■ WHAT IS EXPECTED
Your task is to extract the lines from the one holding "Each instance receives a single keypoint. Tag the hotel" through the end of the material. Set them down exactly and add nothing.

■ INPUT DATA
▬▬▬▬▬▬▬▬▬▬

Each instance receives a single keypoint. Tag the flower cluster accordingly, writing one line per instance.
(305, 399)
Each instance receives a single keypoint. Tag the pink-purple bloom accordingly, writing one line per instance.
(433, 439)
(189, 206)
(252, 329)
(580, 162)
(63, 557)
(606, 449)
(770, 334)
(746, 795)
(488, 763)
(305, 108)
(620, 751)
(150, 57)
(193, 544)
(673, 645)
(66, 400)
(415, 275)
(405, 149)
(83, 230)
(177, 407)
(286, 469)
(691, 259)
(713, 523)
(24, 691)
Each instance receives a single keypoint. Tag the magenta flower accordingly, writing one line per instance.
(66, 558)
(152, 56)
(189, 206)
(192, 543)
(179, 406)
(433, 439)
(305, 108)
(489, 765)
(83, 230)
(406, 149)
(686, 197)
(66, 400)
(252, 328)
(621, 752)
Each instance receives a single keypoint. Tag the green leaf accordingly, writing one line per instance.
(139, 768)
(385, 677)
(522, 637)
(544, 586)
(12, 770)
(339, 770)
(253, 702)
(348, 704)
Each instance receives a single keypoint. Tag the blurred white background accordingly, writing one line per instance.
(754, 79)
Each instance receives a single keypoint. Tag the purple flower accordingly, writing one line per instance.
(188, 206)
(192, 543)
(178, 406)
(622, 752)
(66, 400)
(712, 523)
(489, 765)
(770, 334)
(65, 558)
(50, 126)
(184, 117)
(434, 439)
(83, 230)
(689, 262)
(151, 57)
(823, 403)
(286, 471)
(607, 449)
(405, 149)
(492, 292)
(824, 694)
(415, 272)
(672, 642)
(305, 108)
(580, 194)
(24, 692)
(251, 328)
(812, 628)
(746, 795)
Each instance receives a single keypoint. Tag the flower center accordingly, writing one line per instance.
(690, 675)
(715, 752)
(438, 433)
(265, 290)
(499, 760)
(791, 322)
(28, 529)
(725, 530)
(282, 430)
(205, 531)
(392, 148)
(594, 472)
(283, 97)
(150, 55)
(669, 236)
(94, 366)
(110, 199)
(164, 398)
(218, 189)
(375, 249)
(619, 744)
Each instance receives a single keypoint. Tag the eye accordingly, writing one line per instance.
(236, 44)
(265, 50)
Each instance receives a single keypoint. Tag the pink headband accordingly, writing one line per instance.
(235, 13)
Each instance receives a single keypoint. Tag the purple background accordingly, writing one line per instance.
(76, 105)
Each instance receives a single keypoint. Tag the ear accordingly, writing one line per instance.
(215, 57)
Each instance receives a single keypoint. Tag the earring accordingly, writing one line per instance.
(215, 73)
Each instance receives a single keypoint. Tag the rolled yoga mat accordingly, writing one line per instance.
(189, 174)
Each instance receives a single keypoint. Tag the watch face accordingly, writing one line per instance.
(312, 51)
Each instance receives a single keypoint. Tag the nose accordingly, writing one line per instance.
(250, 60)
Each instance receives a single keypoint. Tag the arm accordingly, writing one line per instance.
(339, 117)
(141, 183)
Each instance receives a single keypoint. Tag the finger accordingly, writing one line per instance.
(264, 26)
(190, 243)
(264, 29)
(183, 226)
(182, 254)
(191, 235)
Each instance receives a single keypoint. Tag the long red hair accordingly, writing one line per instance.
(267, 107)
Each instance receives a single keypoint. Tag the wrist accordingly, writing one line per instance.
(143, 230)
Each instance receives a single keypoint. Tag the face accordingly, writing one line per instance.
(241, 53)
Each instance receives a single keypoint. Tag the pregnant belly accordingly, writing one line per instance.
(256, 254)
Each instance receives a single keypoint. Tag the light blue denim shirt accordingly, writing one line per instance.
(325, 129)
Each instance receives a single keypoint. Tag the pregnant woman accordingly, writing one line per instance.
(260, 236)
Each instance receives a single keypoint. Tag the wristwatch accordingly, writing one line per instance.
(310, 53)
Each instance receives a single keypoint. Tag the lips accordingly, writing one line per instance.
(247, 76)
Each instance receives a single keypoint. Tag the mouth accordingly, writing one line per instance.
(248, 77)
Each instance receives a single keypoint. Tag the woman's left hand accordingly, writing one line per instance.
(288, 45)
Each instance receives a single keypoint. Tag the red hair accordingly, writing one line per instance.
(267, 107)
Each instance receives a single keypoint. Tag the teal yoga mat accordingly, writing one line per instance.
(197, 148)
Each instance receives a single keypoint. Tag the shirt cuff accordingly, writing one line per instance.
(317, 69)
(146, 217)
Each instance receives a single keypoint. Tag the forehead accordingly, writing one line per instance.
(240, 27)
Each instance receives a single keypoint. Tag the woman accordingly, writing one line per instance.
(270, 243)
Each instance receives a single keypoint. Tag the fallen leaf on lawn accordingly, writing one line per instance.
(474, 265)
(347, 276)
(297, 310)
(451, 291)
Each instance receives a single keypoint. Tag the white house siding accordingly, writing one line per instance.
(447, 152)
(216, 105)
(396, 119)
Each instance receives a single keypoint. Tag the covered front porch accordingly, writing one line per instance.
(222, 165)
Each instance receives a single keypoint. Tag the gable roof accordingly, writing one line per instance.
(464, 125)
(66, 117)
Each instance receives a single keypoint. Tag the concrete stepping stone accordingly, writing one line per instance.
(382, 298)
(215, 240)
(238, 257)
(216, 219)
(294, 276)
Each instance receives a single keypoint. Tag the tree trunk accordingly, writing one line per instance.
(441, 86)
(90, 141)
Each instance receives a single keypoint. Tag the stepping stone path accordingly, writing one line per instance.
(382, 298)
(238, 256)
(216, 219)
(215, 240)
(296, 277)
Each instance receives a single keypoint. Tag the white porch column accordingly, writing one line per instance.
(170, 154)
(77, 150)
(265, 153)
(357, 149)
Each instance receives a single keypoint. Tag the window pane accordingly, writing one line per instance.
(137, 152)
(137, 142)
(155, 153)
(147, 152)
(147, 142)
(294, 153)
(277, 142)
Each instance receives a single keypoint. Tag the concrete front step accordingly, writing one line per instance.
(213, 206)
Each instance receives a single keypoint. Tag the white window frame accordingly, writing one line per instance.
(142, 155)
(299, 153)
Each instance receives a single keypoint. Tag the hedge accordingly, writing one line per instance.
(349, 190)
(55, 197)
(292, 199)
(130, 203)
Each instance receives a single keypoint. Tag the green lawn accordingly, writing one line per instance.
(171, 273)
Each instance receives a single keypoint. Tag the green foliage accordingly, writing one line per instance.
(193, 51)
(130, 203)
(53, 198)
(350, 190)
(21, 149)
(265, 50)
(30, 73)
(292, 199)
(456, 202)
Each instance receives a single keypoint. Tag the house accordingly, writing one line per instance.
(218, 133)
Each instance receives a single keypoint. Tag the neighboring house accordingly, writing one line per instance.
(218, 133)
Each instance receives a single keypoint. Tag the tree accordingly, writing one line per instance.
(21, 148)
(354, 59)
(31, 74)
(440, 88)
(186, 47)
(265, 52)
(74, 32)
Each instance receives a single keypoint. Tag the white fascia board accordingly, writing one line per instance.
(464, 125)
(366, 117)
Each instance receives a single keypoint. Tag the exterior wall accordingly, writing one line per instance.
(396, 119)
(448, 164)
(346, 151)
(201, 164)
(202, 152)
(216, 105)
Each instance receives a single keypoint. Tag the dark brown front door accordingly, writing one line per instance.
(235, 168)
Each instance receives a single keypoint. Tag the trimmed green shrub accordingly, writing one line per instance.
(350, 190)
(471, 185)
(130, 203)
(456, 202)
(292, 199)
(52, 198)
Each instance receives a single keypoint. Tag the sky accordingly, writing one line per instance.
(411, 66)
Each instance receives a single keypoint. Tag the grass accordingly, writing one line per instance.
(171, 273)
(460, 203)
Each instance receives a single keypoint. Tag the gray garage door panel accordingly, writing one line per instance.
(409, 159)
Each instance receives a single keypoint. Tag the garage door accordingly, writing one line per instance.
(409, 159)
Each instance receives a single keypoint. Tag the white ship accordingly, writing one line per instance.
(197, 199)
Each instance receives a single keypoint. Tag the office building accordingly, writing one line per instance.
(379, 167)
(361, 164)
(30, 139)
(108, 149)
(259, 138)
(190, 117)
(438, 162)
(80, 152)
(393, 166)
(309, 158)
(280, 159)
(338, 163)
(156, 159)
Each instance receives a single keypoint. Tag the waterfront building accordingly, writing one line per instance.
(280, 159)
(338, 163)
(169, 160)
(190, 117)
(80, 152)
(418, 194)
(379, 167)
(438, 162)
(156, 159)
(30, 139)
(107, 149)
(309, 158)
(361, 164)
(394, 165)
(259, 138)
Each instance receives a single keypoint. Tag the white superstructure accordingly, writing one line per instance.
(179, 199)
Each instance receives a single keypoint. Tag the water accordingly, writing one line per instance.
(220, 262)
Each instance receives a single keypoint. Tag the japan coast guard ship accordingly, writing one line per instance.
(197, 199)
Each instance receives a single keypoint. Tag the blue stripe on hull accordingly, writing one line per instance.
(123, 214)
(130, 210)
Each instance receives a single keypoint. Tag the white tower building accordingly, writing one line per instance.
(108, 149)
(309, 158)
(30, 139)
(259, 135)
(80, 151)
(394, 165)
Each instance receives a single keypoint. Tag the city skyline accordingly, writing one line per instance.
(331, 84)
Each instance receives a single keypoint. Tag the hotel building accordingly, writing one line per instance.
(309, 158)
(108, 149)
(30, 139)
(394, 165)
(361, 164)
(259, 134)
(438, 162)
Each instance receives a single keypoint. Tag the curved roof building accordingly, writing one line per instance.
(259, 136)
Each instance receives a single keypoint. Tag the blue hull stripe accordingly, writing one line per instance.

▬▬▬▬▬▬▬▬▬▬

■ RESPONSE
Each instance receives a single keypoint. Tag the hotel building accordingly, writing one line per instance.
(309, 158)
(108, 149)
(30, 139)
(394, 165)
(361, 164)
(259, 134)
(438, 162)
Each instance receives a single keypoint. Tag the curved roof building accordingly, writing one line per instance.
(259, 136)
Each instance receives a single keypoint. Tag the blue hull stripe accordingly, writing one line per instance.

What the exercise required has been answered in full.